A website - NaturalNews.com - had an article, dated 24th September 2013, headlined "Grandmother cures Crohn's disease by eating tree bark". It takes the stance that bark as a treatment for inflammation is well known and that the grandmother could have saved herself a lot of trial and error if she had read up about it. But that wasn't the bit that stopped me in my tracks. It was this paragraph, which I've quoted verbatim :
"While Ms. Barnes's story is inspiring, it does contain a disheartening epilogue: She refuses to openly name the species of tree whose bark produced the best effects, preferring instead to capitalize on her findings by selling the recipe to a large pharmaceutical firm."
Definitely needs some further reading.
The Daily Nazi (Daily Mail) had also heard about the story. Here's some extracts :
"The inflammation caused by Chron's (sic) destroys the tissue of the bowel so badly that surgeons must cut out sections of the intestine.
****
In the passage about the tree bark story, turn the paragraph that begins "A website - NaturalNews.com" into a short bulleted list that keeps its main facts.

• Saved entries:
****
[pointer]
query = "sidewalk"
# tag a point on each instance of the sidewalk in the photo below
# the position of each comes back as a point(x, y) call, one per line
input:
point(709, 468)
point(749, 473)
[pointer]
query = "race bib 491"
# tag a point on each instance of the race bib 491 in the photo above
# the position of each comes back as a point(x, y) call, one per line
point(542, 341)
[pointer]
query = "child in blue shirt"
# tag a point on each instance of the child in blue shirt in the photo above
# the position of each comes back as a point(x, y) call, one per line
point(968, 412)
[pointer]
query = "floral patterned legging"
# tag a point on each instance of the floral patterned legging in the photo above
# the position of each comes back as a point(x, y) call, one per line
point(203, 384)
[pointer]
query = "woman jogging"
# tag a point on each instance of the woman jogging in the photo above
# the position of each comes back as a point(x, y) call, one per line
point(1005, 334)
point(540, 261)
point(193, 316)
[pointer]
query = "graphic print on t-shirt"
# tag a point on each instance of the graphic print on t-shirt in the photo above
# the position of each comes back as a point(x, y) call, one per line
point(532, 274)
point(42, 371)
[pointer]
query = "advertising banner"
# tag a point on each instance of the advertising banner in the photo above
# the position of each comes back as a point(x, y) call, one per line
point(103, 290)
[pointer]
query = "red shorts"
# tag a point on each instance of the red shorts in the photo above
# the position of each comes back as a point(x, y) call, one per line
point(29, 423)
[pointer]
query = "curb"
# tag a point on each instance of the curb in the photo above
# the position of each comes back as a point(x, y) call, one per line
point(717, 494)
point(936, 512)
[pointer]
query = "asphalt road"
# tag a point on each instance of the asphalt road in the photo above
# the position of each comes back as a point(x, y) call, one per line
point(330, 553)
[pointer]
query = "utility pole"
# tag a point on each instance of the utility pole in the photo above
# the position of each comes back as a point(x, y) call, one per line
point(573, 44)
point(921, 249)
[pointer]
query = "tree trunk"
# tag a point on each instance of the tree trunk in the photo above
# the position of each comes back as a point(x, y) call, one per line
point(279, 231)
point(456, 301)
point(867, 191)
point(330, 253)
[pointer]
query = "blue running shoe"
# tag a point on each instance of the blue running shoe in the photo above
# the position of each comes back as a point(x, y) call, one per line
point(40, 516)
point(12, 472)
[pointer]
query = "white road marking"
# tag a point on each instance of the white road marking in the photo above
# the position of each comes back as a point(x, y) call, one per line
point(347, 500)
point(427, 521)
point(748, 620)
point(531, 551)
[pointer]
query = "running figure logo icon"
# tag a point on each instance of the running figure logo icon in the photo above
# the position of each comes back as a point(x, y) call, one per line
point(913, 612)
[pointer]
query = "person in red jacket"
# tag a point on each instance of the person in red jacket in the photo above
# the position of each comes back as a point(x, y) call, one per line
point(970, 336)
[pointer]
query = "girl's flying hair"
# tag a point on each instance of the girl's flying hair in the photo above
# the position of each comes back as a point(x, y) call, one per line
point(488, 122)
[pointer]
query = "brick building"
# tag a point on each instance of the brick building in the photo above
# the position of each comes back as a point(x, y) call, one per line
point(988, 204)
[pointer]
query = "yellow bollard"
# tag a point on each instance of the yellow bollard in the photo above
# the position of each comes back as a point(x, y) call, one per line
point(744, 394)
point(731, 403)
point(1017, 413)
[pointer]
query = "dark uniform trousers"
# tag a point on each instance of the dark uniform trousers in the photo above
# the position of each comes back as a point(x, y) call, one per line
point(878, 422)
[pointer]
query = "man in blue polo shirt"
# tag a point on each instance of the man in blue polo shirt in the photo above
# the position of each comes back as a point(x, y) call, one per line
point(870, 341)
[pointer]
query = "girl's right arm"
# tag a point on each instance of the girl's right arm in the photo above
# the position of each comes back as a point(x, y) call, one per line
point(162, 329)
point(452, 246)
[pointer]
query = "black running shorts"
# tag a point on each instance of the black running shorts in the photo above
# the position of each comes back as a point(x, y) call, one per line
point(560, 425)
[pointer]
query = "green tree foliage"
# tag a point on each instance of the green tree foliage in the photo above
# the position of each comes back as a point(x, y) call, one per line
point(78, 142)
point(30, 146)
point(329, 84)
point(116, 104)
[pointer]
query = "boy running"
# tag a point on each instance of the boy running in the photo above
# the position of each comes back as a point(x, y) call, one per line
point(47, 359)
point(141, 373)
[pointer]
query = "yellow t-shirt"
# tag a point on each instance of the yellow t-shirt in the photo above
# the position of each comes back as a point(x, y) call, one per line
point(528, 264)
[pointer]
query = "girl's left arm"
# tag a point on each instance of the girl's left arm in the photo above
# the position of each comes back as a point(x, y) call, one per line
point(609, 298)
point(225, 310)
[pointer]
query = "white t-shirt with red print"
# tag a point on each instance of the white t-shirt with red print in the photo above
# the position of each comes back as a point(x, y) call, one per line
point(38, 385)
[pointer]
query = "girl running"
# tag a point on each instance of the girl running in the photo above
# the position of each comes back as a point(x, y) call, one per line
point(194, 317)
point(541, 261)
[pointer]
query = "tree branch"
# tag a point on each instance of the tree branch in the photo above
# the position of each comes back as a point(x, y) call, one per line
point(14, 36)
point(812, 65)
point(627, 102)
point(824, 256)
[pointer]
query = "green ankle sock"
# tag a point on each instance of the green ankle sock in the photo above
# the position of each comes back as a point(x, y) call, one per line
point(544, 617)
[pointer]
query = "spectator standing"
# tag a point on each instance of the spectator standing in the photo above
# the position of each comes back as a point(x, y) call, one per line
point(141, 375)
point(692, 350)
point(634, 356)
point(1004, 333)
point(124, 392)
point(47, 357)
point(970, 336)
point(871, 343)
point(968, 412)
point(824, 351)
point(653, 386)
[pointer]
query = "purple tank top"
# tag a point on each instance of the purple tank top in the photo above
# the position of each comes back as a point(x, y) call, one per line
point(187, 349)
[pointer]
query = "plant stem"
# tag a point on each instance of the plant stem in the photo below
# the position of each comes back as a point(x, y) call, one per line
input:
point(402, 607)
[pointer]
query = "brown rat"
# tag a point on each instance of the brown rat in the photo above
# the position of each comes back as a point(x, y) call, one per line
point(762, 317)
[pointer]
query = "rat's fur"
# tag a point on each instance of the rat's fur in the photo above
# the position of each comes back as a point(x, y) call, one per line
****
• Exercise output:
- NaturalNews.com ran an article dated 24th September 2013, headlined "Grandmother cures Crohn's disease by eating tree bark."
- The article holds that bark is a well-known treatment for inflammation.
- It says the grandmother could have saved herself much trial and error by reading up on it.
- What stopped the writer was a different paragraph, quoted verbatim.